[PROBLEM DETAILS]: Reproduce the entire listing below verbatim, keeping every line in its original order.
────────
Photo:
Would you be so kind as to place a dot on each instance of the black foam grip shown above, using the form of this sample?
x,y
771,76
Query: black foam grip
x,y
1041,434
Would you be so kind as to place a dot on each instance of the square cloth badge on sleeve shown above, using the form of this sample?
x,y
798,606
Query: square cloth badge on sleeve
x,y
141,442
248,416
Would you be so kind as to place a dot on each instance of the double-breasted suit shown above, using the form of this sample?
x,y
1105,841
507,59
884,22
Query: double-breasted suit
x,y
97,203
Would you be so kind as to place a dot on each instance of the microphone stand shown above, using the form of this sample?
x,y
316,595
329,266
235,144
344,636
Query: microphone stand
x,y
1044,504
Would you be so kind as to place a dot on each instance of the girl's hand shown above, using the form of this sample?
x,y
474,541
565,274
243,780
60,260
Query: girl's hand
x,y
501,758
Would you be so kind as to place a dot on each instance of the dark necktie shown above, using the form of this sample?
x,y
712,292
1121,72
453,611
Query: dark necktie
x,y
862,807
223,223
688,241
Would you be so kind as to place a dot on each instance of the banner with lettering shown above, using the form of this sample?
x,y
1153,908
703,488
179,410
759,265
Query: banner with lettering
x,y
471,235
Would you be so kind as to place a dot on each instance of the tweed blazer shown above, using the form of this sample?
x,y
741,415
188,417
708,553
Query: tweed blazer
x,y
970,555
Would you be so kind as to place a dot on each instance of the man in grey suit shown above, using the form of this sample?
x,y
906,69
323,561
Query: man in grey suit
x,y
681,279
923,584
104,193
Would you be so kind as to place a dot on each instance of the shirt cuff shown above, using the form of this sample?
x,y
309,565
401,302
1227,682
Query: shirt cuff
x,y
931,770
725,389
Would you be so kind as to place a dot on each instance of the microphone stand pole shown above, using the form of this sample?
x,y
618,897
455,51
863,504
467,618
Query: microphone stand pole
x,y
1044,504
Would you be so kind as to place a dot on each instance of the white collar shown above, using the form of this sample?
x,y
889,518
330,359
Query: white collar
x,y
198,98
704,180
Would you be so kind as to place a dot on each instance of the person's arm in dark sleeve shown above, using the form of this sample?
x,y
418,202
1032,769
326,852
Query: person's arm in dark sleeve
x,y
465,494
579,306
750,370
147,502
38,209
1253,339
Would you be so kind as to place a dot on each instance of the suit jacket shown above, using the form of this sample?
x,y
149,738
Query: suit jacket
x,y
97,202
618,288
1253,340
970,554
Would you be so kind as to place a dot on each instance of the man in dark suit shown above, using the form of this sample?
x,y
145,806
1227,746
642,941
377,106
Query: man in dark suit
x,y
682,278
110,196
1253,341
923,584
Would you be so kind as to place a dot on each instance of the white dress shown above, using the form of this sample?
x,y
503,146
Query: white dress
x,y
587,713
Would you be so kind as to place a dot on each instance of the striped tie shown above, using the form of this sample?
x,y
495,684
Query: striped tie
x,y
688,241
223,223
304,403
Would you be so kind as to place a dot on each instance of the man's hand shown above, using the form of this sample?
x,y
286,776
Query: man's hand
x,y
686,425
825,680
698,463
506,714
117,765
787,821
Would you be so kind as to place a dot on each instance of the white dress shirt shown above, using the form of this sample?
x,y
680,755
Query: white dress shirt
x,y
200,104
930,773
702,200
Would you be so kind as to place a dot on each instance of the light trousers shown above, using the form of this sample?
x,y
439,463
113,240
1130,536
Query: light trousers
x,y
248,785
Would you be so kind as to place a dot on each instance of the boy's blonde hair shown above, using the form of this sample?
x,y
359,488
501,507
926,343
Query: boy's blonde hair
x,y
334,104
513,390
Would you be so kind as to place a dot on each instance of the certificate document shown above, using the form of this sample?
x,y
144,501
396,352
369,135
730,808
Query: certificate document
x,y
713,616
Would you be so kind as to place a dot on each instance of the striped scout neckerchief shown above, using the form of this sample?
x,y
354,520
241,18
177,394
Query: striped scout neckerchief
────────
[REPLY TO THE TASK]:
Photo:
Would you be so kind as to place a dot on each instance of the black foam grip shown above, using the form of this sample?
x,y
771,76
Query: black foam grip
x,y
1041,434
Would you be so kind as to place a dot on each instance of the square cloth badge on sleeve shown above, using the form of this sample?
x,y
798,606
Query: square cloth badge on sleeve
x,y
141,442
248,416
Would you be so kind as to place a dot on each instance of the double-breasted suit shown above, using the form of this sample?
x,y
1105,841
507,59
884,22
Query: double-breasted suit
x,y
97,203
Would you be so kind as to place a dot on each instance of the microphone stand shown above, using the form of this sample?
x,y
316,595
329,266
235,144
344,636
Query: microphone stand
x,y
1044,504
Would you be so kind as to place a dot on each instance of the girl's hand shown above, using the form of this sample?
x,y
474,541
565,274
243,780
60,260
Query: girl's hand
x,y
501,758
Would you be so kind as to place a dot on each instance of the dark necktie shown above, using the form of this sample?
x,y
712,292
1121,72
453,611
Query: dark necktie
x,y
862,807
223,223
688,241
Would you be so kind as to place a dot on each instance of the banner with lettering shown above, using the form of this sample?
x,y
1153,908
703,488
179,410
759,265
Query: banner with lettering
x,y
471,235
Would you be so kind as to place a dot on each instance of the tweed blazer shown above, using the form of this sample?
x,y
741,415
188,417
708,553
Query: tweed blazer
x,y
970,555
Would you be so kind as to place a dot on each instance of the man in grey suit shown above, using the form of this sample?
x,y
906,69
323,561
Query: man in grey suit
x,y
681,279
923,584
104,193
Would you be so kind as to place a dot on each instance of the shirt cuff shown above, using the form of this sample?
x,y
309,565
401,302
1227,682
Query: shirt cuff
x,y
931,770
725,389
Would you be so kind as to place a dot on each instance of the microphone stand pole shown above, using the form of this sample?
x,y
618,897
455,51
863,504
467,618
Query: microphone stand pole
x,y
1044,504
Would you be so kind as to place a dot on each instance of the white collar shown above, using the form of this sample?
x,y
889,518
330,359
Query: white collar
x,y
198,98
704,180
Would you be so kind as to place a dot on each instance of the person's arm in dark sleeve shown above, using the form of this sample?
x,y
418,202
1032,769
326,852
Query: person's arm in dark sleeve
x,y
465,494
579,306
750,370
147,502
38,209
1253,339
Would you be so kind as to place a dot on each instance of the suit jacket shown above, using the form of this sample?
x,y
149,738
Query: suit jacket
x,y
97,202
618,288
1253,340
970,554
Would you be so kind as to place a dot on each instance of the man in dark suit shown above, using the form of this sample?
x,y
145,806
1227,746
642,941
377,106
Query: man in dark suit
x,y
682,278
110,196
1253,341
923,584
Would you be so kind as to place a dot on each instance of the white dress shown above, using the form of this sample?
x,y
503,146
Query: white dress
x,y
587,713
Would you be so kind as to place a dot on each instance of the striped tie shown above, using the form of this sample?
x,y
495,684
Query: striped tie
x,y
688,241
223,223
304,403
Would you be so kind as to place a dot on each instance of the man's hand shown above, using the form of this sample?
x,y
286,776
Query: man's hand
x,y
686,425
825,680
698,463
506,714
117,765
787,821
Would you be so kind as to place a dot on each instance of the white dress shirt shown above, using the form of this sample?
x,y
680,755
Query: white dress shirt
x,y
200,104
930,773
702,200
Would you be so kind as to place a dot on each instance of the light trousers shown above, using the form of this sample?
x,y
439,463
113,240
1130,536
Query: light trousers
x,y
248,785
Would you be so kind as to place a dot on each instance of the boy's blonde hair shown above, using the form of this sample?
x,y
359,488
501,507
926,343
Query: boy's blonde hair
x,y
334,104
513,390
Would you be so kind as to place a dot on each instance of the certificate document shown above, using the form of this sample?
x,y
144,501
396,352
369,135
730,808
Query: certificate document
x,y
713,616
Would you be so kind as to place a dot on each instance of the striped scout neckerchief shown above, using the form of this sample?
x,y
354,520
241,18
177,394
Query: striped scout neckerchief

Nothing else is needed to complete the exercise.